This has been a busy term so I’m behind on my reading, but have recently finished a fine biography, Jan Tinbergen and the Rise of Economic Expertise by Erwin Dekker. I knew little about Tinbergen so was bound to learn a lot from any biography, and this one is genuinely interesting. It has some personal detail but is much more an intellectual history, locating Tinbergen in his historical context. That was not a happy one: the Depression and the Second World War occurred in his early adulthood. The intellectual currents were, of course, fascinating. I had never realised how much Tinbergen was engaged in policy throughout his career. As well as being the founding director of the CPB (which gave me as a thank you gift for a talk a fine bronze bust of Tinbergen earlier this year now in prominent position on my shelves),  he had previously worked at the League of Nations, and continued throughout his career to be heavily engaged in policy. This followed a youth involved in idealistic progressive political movements.

To the extent economists now know anything about Tinbergen, we think of the econometric models for which his Nobel Prize was awarded. The book prompted me to read the Prize Lecture, which is very interesting: “Models constitute a framework or a skeleton and the flesh and blood will have to be added by a lot of common sense and knowledge of details.” He went on to suggest using models to compare different social orderings – communism and capitalism – on a scientific basis; it seems a forlorn hope now but evidently not in 1969. And think about the literary illustration of the equivalance of perfect markets and perfect planning in Francis Spufford’s wonderful book Red Plenty.

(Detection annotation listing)
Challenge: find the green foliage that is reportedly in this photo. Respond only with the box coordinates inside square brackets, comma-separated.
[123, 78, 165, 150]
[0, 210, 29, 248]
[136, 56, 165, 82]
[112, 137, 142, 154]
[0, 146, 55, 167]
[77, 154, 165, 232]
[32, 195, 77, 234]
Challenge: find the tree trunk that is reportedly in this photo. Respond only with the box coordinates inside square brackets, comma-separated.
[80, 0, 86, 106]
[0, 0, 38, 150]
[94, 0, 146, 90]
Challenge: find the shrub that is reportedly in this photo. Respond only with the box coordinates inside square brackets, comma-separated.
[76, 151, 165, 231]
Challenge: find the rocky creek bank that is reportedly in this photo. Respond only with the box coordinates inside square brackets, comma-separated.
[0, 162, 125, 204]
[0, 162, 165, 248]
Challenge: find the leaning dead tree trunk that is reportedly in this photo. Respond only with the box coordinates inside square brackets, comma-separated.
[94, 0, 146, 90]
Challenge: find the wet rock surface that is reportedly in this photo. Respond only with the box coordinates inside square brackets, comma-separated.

Task list =
(a) In the listing, copy out word for word every line from the one that contains "Challenge: find the shrub" through the end of the listing, including both of those lines.
(b) Pick up the post about the Tinbergen biography after its last sentence and keep writing.

Exercise answers =
(a)
Challenge: find the shrub that is reportedly in this photo. Respond only with the box coordinates inside square brackets, comma-separated.
[76, 151, 165, 231]
Challenge: find the rocky creek bank that is reportedly in this photo. Respond only with the box coordinates inside square brackets, comma-separated.
[0, 162, 125, 204]
[0, 162, 165, 248]
Challenge: find the leaning dead tree trunk that is reportedly in this photo. Respond only with the box coordinates inside square brackets, comma-separated.
[94, 0, 146, 90]
Challenge: find the wet rock surface that is reportedly in this photo. Respond only with the box coordinates inside square brackets, comma-separated.

(b)
Dekker comments that Tinbergen found it irritating that this work from the 1930s was remembered rather than his later thinking about the institutional framework within which economies operate – the ‘Ordnung’ (the book uses the German word). I found particularly interesting a chapter titled ‘The Expert in the Model, the Economist outside the Model’, portraying Tinbergen’s effort to reconcile the fact that he had put policymakers inside his model of the how the economy operates with his simultaneous view that economists could nevertheless analyse from above  – ‘the view from nowhere’ – how the system then changes and can be controlled. The chapter uses the Lucas critique to analyse this in a macro context. It’s one of the themes of my Cogs & Monsters.

I also greatly enjoyed the chapter ‘Measuring the Unmeasurable: Welfare and Justice’. Dekker writes: “Tinbergen was mostly silent on philosophical matters. …. One of the very few exceptions are his reflections on ‘measurement in the human sciences.” He saw measurements as a vector for changing behaviour, and in addition saw the purpose of economic measurement as measurement of economic welfare. His was not a positivist view, but rather a moral one: economic policy had a deep societal purpose.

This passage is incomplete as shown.